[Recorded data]
----

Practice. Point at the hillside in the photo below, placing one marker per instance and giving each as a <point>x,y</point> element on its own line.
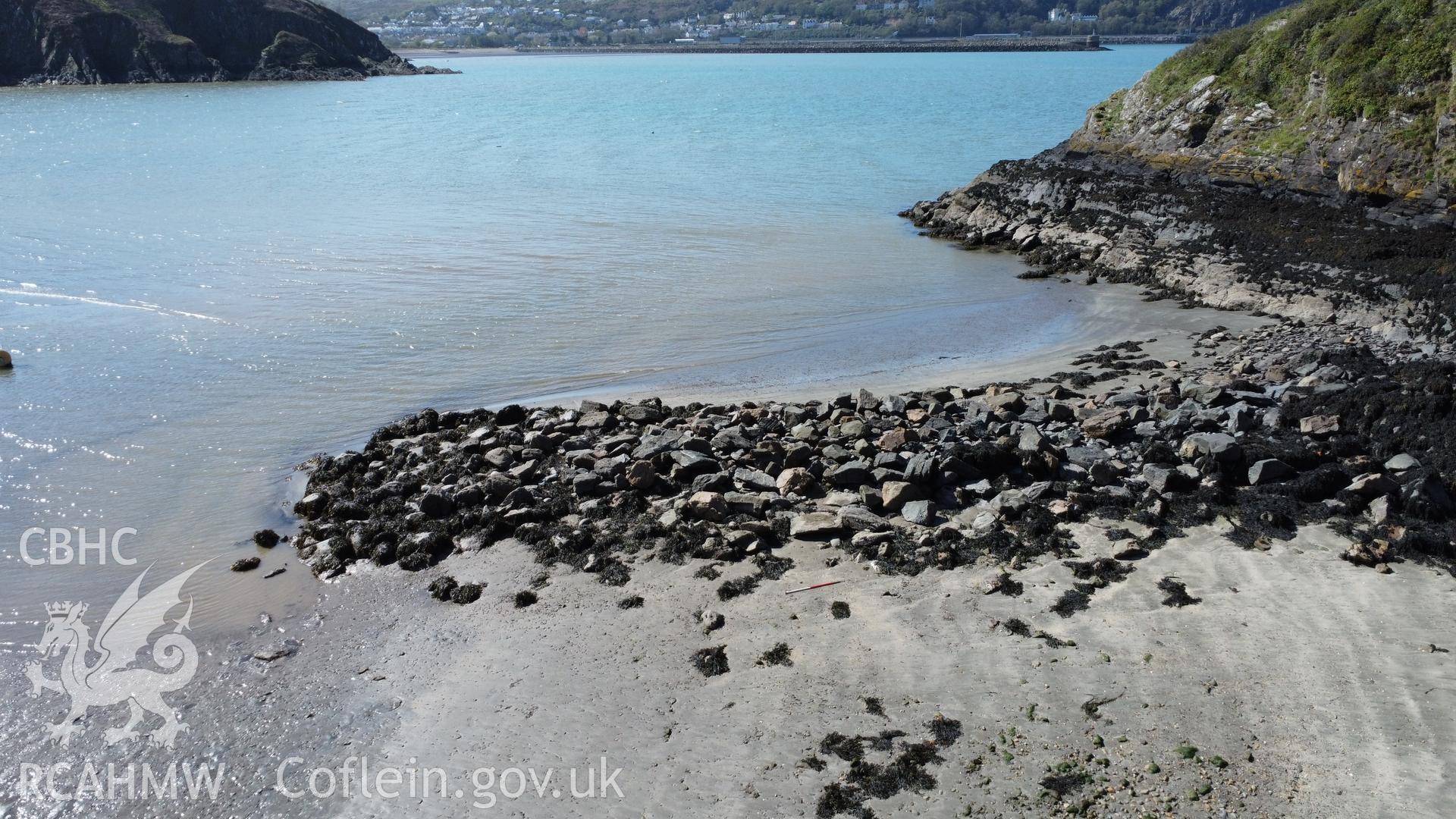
<point>601,22</point>
<point>127,41</point>
<point>1337,98</point>
<point>1301,167</point>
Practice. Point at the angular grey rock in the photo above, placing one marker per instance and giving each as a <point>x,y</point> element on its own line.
<point>861,519</point>
<point>1320,426</point>
<point>921,512</point>
<point>894,494</point>
<point>708,506</point>
<point>1270,471</point>
<point>849,474</point>
<point>795,480</point>
<point>1165,479</point>
<point>756,480</point>
<point>1373,485</point>
<point>1220,447</point>
<point>816,525</point>
<point>1402,463</point>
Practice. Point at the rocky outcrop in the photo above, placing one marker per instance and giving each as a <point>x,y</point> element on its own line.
<point>168,41</point>
<point>1274,428</point>
<point>1209,186</point>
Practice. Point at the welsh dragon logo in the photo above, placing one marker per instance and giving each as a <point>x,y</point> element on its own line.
<point>112,679</point>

----

Set down the data above exactly as written. Omit the pictures.

#### [Output of the exercise]
Practice. Point at the hillside in the photo below, placing one marker per instance and giving each as a <point>x,y</point> element on its own line.
<point>601,22</point>
<point>127,41</point>
<point>1337,98</point>
<point>1301,167</point>
Practice. Point at the angular grey rock in the photo above, placing one marker per instance and giving each as a <point>x,y</point> element on its own line.
<point>861,519</point>
<point>1320,426</point>
<point>921,512</point>
<point>894,494</point>
<point>708,506</point>
<point>1270,471</point>
<point>849,474</point>
<point>795,480</point>
<point>1165,479</point>
<point>756,480</point>
<point>1373,485</point>
<point>1220,447</point>
<point>816,525</point>
<point>1402,463</point>
Practice. Point at the rocky outcrop in the photo above, placing one marker per instance and giving each as a <point>x,y</point> element on its own line.
<point>168,41</point>
<point>1274,428</point>
<point>1209,186</point>
Practice. Point at the welsh dragon logo in the photo above, placing one marker per instance and giving each as a <point>x,y</point> element on its own line.
<point>112,679</point>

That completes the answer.